TEKS YANG DITAMPILKAN:
Jumat, 08 Maret 2013

Sudah Layakkah Perpustakaan Kita?

Oleh: Thoriq Tri Prabowo

Perpustakaan merupakan lembaga non profit, yaitu sebuah lembaga yang tujuan utamanya bukan meraih keuntungan dari jasa yang diberikan. Perpustakaan tidak akan memungut biaya dari jasa dan layanan yang diberikannya. Cukup dengan hanya menjadi anggota pengguna bisa mengakses berjuta informasi yang kita inginkan. Sesuai dengan tujuan awalnya yaitu mencerdaskan kehidupan bangsa, perpustakaan dituntut melayani pengguna dengan prima.
Namun, kenyataan yang ada tidak demikian. Banyak perpustakaan yang lebih mirip dengan gudang ketimbang dengan perpusstakaan itu sendiri. Banyak debu dimana-mana, rak-rak kayu yang mulai rapuh, kursi-kursi bekas, lemari kartu katalog yang mulai ditinggalkan karena dirasa kurang memenuhi kebutuhan pengguna yang mobilitasnya sangat padat, dan masih banyak lagi kondisi yang sangat memprihatinkan dari perpustakaan-perpustakaan negeri ini.
Bagaimana perpustakaan akan menjalankan progam mencerdasakan kehidupan bangsa-nya jika kondisinya demikian?. Perpustakaan perlu berbenah untuk menggapai mimpinya. Perpustakaan di sebuah instansi hingga sekarang ibarat anak tiri yang kurang diperhatikan keberadaannya. Yang padahal perpustakaan adalah elemen pokok untuk mengembangkaan pengetahuan lewat layanan informasi yang ditawarkannya. Pemimpin-pemimpin dan semua eleman masyarakat Indonesia perlu mengetahui tujuan dan kegiatan dalam perpustakaan. Perlu ada pemahaman terhadap eksistensi perpustakaan agar keilmuan di negeri ini berkembang.

Perpustakaan Sekolah Wajib Hukumnya

Oleh: Thoriq Tri Prabowo
Keberhasilan pembelajaran tidak hanya bertumpu dari intelegenitas siswa. Tetapi salah satunya yang berperan adalah sekolah. Yaitu sekolah yang menyediakan segala sarana untuk menunjang terselanggaranya pembelajaran. Sekolah yang mau menyisihkan sebagian dari anggarannya untuk keperluan perbaikan atau pengadaan sarana belajar yang paling vital, yaitu perpustakaan.

BARIS DATA:
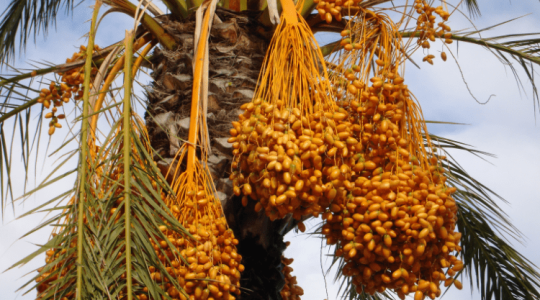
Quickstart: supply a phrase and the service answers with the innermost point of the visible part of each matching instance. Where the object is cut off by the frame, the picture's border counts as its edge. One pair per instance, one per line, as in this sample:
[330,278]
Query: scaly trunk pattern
[236,55]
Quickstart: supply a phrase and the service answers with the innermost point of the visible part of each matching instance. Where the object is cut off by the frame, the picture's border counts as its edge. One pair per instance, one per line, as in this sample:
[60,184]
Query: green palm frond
[492,265]
[523,49]
[496,269]
[24,18]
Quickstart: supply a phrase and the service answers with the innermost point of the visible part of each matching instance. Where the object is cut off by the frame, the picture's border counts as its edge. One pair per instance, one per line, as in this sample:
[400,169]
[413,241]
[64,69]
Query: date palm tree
[112,235]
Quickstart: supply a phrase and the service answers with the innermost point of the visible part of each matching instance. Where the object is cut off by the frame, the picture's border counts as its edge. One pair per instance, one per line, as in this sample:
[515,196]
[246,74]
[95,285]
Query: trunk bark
[236,55]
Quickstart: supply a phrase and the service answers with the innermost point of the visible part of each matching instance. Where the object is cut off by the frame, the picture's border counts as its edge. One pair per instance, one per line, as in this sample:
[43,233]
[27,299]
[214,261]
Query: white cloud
[505,126]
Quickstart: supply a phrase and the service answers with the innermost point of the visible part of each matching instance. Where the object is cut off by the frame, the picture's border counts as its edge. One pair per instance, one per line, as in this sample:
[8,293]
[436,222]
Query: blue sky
[506,127]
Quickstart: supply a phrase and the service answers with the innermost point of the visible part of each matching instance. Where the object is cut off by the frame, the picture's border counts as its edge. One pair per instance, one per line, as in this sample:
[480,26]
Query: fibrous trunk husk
[236,55]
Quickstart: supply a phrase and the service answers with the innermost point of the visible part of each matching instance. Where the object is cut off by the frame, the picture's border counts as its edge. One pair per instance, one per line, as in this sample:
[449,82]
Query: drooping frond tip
[24,18]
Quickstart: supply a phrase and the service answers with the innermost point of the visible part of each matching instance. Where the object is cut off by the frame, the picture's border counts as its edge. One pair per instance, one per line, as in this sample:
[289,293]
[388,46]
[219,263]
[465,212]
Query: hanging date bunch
[395,228]
[289,132]
[59,93]
[208,264]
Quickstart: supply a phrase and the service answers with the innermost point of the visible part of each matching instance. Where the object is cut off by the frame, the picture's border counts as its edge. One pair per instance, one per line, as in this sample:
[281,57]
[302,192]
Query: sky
[505,126]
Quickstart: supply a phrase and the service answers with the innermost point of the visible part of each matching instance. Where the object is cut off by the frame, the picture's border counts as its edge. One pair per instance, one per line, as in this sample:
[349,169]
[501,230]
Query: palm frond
[501,272]
[525,51]
[24,18]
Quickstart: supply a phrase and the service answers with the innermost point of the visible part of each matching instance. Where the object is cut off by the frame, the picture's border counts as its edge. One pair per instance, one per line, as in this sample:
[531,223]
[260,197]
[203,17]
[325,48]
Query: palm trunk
[236,55]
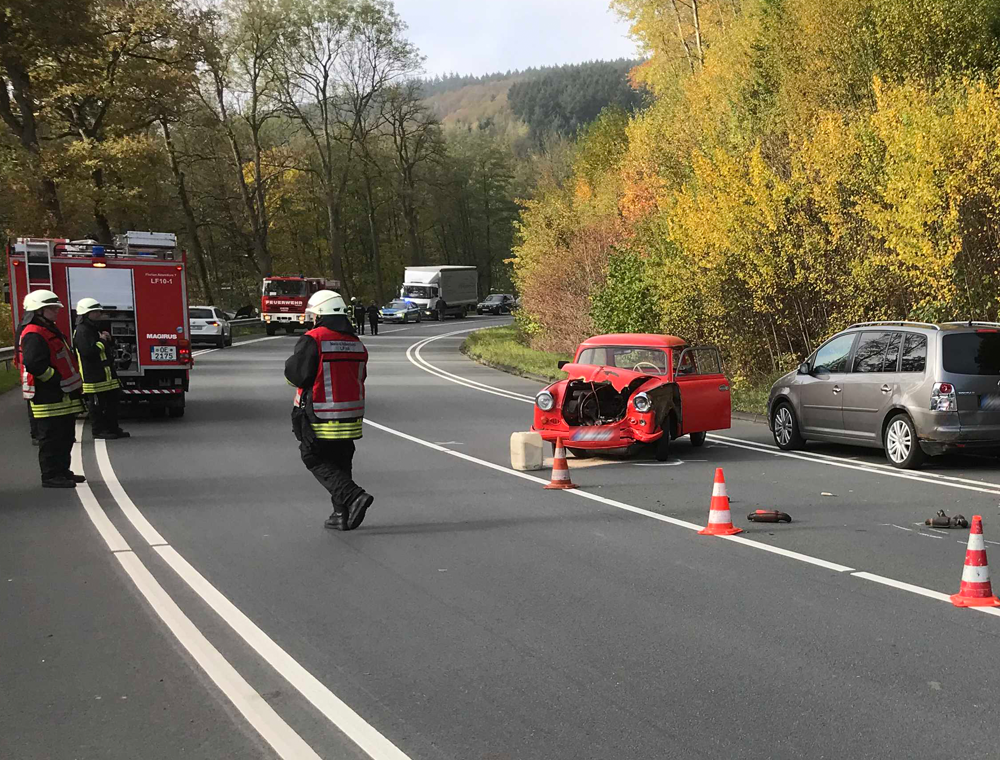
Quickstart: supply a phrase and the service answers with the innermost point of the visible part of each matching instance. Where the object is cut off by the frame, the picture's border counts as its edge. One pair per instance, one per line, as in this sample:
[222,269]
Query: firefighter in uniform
[329,367]
[27,390]
[55,384]
[100,381]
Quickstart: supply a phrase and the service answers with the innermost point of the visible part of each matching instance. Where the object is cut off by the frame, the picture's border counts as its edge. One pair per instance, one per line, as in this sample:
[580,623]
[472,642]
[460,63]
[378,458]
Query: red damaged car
[624,391]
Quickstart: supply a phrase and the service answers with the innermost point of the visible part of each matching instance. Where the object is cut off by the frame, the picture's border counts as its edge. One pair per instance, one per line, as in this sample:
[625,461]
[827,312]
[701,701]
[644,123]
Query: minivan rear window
[972,353]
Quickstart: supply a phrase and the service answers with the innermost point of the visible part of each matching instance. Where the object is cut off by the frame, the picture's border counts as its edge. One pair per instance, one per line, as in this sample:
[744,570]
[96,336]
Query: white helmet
[37,300]
[87,305]
[324,302]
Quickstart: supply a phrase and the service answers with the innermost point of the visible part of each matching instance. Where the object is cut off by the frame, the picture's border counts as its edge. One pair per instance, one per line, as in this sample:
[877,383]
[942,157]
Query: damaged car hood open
[619,378]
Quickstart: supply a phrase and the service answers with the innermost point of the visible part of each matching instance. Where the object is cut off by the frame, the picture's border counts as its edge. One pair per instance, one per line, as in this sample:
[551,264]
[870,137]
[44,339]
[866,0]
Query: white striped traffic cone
[560,469]
[976,590]
[720,519]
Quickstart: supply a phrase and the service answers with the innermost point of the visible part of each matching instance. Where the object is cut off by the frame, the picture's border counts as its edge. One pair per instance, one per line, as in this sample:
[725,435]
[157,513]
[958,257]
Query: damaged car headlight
[544,401]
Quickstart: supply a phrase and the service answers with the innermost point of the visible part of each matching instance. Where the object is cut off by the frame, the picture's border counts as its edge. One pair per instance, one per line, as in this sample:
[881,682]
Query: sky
[484,36]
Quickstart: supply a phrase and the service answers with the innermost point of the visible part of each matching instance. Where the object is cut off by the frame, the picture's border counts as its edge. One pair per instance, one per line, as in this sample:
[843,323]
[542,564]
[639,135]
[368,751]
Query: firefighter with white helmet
[51,374]
[95,351]
[329,367]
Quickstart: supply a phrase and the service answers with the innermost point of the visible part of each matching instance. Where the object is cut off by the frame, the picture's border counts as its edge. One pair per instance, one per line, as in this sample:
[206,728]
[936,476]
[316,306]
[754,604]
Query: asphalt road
[475,615]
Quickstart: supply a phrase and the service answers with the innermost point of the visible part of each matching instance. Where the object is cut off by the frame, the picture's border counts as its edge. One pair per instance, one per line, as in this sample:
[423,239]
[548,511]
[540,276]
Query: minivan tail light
[943,398]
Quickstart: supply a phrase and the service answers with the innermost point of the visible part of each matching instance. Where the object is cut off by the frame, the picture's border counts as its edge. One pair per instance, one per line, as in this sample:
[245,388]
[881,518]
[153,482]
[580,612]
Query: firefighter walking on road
[52,379]
[101,386]
[329,367]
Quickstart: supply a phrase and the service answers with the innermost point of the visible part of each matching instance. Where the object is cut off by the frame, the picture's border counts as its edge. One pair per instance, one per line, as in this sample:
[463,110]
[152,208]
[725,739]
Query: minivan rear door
[871,386]
[971,361]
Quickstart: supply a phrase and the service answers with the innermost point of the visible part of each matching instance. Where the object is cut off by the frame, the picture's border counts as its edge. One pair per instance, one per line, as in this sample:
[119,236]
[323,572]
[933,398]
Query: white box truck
[441,290]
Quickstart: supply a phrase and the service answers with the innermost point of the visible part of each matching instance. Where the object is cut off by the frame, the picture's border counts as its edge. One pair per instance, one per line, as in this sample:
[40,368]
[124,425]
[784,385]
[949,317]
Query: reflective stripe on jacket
[335,405]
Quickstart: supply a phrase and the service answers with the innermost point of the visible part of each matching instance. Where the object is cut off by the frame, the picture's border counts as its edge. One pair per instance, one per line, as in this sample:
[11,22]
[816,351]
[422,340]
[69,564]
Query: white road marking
[366,736]
[276,732]
[288,744]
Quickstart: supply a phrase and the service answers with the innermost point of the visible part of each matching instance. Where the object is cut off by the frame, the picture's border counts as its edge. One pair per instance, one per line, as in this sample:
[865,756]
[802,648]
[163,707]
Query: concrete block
[526,451]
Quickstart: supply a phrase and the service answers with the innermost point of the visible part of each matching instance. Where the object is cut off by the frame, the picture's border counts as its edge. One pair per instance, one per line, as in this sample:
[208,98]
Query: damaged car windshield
[650,361]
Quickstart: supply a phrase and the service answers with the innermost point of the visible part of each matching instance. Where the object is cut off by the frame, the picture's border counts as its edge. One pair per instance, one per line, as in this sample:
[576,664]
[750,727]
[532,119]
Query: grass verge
[504,348]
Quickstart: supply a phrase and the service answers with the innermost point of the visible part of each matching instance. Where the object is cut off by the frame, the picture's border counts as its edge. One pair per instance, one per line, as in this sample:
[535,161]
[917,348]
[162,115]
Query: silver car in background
[913,389]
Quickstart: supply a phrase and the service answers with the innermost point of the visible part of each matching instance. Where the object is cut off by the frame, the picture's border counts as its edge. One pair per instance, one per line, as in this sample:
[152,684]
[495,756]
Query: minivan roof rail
[898,323]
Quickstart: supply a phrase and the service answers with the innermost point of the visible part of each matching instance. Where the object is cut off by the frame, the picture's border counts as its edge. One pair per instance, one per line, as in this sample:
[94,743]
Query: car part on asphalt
[720,519]
[769,515]
[941,520]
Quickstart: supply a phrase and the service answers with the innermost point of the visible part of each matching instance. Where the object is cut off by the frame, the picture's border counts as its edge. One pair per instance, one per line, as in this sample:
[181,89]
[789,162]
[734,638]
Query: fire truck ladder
[38,255]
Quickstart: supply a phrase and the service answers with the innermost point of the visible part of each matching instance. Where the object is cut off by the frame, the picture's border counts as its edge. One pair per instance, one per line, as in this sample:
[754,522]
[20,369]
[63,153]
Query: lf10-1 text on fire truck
[283,300]
[140,282]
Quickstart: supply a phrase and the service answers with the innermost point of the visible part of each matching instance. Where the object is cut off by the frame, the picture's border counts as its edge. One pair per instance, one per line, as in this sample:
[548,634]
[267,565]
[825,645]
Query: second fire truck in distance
[283,300]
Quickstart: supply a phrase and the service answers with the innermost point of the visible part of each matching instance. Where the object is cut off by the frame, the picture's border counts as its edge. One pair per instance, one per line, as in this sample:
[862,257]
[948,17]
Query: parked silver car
[913,389]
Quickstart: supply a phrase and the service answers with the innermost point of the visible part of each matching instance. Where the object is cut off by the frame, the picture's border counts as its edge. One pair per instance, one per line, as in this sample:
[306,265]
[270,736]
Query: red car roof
[634,339]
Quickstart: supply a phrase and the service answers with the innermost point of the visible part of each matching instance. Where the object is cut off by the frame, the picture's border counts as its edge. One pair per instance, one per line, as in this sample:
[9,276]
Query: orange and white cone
[560,469]
[720,519]
[976,590]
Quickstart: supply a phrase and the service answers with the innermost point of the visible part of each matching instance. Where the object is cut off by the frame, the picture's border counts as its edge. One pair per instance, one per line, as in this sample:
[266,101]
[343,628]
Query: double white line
[271,727]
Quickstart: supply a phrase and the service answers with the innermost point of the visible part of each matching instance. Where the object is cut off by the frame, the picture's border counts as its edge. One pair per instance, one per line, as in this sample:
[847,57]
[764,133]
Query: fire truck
[141,284]
[283,300]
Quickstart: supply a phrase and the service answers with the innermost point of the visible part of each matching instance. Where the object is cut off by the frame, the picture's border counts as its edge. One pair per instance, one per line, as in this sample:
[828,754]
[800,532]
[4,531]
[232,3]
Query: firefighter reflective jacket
[329,367]
[95,365]
[49,371]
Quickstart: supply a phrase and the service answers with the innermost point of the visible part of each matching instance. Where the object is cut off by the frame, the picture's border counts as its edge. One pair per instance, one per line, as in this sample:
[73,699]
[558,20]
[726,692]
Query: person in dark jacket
[359,315]
[101,387]
[55,383]
[328,367]
[26,319]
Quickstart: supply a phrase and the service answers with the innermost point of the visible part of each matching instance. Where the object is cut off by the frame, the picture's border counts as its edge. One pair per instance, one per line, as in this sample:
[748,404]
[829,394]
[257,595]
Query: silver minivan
[913,389]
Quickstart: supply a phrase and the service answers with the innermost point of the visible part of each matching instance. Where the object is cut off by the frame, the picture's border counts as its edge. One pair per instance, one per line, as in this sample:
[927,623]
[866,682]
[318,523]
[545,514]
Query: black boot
[358,509]
[337,521]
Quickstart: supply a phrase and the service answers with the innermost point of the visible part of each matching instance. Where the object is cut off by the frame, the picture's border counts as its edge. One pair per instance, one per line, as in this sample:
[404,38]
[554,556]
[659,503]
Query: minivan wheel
[901,446]
[786,428]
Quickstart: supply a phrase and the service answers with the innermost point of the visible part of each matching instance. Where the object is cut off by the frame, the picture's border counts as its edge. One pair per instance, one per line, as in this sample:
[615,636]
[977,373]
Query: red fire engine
[141,283]
[283,300]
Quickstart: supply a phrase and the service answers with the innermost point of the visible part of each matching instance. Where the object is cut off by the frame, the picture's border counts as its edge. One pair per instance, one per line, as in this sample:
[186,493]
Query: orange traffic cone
[560,469]
[720,519]
[976,590]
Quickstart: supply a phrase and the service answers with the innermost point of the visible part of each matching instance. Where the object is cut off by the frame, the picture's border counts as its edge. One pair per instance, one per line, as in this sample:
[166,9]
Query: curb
[759,419]
[509,370]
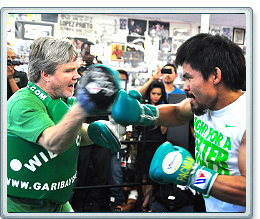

YANG HARUS DIKERJAKAN:
Mohon jelaskan dalam satu sampai tiga kalimat mengapa lemari kartu katalog mulai ditinggalkan menurut teks tentang perpustakaan. Data ini tidak berhubungan dengan teks tentang perpustakaan.

JAWABAN TUGAS:
Lemari kartu katalog mulai ditinggalkan karena dirasa kurang memenuhi kebutuhan pengguna yang mobilitasnya sangat padat.